Find "the dirt path." in the records that follow; print that line and each subsequent line through the last one, verbatim and with nothing added.

(Bounding-box records)
▬▬▬

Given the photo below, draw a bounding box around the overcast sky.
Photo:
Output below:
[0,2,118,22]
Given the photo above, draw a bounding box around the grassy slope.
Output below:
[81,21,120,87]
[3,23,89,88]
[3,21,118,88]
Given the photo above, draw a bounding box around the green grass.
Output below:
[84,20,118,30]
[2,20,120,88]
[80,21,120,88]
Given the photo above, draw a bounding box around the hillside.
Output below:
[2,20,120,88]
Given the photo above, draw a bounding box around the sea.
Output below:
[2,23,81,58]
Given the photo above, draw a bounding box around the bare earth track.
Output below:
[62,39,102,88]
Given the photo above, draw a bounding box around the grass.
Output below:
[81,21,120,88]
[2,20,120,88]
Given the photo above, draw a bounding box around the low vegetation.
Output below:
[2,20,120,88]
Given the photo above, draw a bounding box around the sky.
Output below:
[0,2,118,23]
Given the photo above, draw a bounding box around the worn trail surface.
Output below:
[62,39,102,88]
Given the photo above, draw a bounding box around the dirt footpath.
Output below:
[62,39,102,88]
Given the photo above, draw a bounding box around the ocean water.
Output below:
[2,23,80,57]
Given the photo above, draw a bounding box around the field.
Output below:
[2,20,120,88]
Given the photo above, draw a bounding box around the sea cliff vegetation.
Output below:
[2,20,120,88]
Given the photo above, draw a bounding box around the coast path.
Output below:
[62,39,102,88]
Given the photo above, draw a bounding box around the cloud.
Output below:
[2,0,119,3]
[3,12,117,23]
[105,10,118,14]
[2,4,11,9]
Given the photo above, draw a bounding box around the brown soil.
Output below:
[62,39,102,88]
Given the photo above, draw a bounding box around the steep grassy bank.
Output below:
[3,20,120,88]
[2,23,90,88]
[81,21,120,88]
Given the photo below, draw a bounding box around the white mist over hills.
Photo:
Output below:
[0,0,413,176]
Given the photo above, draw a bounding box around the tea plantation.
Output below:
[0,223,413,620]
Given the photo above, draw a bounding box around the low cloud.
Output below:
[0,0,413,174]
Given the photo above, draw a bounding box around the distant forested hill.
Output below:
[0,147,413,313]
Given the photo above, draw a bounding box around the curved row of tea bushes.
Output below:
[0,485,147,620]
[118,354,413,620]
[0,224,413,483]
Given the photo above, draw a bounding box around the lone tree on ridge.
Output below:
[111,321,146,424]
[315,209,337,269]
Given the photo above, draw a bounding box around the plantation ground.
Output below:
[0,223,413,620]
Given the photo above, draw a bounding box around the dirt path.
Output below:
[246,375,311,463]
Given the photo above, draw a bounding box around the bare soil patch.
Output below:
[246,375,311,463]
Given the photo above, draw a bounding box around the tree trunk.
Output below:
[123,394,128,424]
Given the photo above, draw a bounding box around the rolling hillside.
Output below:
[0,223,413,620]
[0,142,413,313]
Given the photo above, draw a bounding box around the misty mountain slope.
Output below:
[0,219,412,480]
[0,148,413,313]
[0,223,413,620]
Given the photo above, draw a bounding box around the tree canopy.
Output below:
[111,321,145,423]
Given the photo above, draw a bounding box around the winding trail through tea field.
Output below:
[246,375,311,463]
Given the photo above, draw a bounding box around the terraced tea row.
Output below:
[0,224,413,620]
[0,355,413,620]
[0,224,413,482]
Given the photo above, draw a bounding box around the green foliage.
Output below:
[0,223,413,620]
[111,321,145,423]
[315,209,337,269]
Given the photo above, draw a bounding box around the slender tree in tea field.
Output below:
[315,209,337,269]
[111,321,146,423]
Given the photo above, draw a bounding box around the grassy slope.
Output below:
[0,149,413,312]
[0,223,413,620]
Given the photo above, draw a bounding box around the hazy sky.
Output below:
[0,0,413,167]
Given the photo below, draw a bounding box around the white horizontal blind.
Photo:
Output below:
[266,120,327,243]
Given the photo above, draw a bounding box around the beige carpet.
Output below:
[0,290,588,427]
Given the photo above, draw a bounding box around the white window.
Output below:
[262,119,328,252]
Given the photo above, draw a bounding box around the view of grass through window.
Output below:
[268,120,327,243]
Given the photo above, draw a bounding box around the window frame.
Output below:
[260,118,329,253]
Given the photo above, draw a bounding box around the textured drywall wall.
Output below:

▬▬▬

- ANSWER TO THE PROBLEM -
Given the photo above, draw a bounding box around the dirt path.
Output below:
[246,375,311,463]
Given the photo above, draw a bounding box around the bare soil patch.
Output below:
[246,375,311,463]
Given the photo above, draw a bounding box around the tree trunk.
Output below:
[123,394,128,424]
Given the photo above, draw a bounding box around the rolling hillside.
Output below:
[0,223,413,620]
[0,142,413,313]
Given the photo above, draw a bounding box around the misty mountain slope.
Output below:
[0,219,412,480]
[0,148,413,313]
[0,223,413,620]
Given the photo above, draw a bounding box around the tree canopy.
Output below:
[111,321,145,423]
Given the photo above, draw a bounding box around the winding trail through tea field.
Output below:
[246,375,311,463]
Given the photo above, draw a bounding box around the terraced tea row.
Output below:
[0,224,413,620]
[0,355,413,620]
[0,224,413,482]
Given the photo above, draw a bounding box around the green foliage.
Output below:
[0,223,413,620]
[111,321,145,423]
[315,209,337,269]
Given the photo above, draw a bounding box around the slender tree in tea field.
Output below:
[315,209,337,269]
[111,321,146,423]
Given the photo above, draw a bounding box around the grassy slope.
Output below:
[0,149,413,312]
[0,223,413,620]
Given the photo above, draw a bounding box around the hazy sky.
Output below:
[0,0,413,167]
Given the photo below, draw a bounding box around the white horizontal blind.
Photo:
Output below:
[266,120,327,243]
Given the photo above, draw a bounding box around the beige carpet.
Output below:
[0,290,588,427]
Given the photo above, draw a bounding box around the white window.
Output below:
[262,119,328,252]
Given the photo above, draw a bounding box around the view of grass through window.
Output below:
[268,120,327,243]
Given the photo above, draw a bounding box around the window frame.
Output below:
[260,118,329,253]
Given the photo above, draw a bounding box around the textured drywall wall.
Output below:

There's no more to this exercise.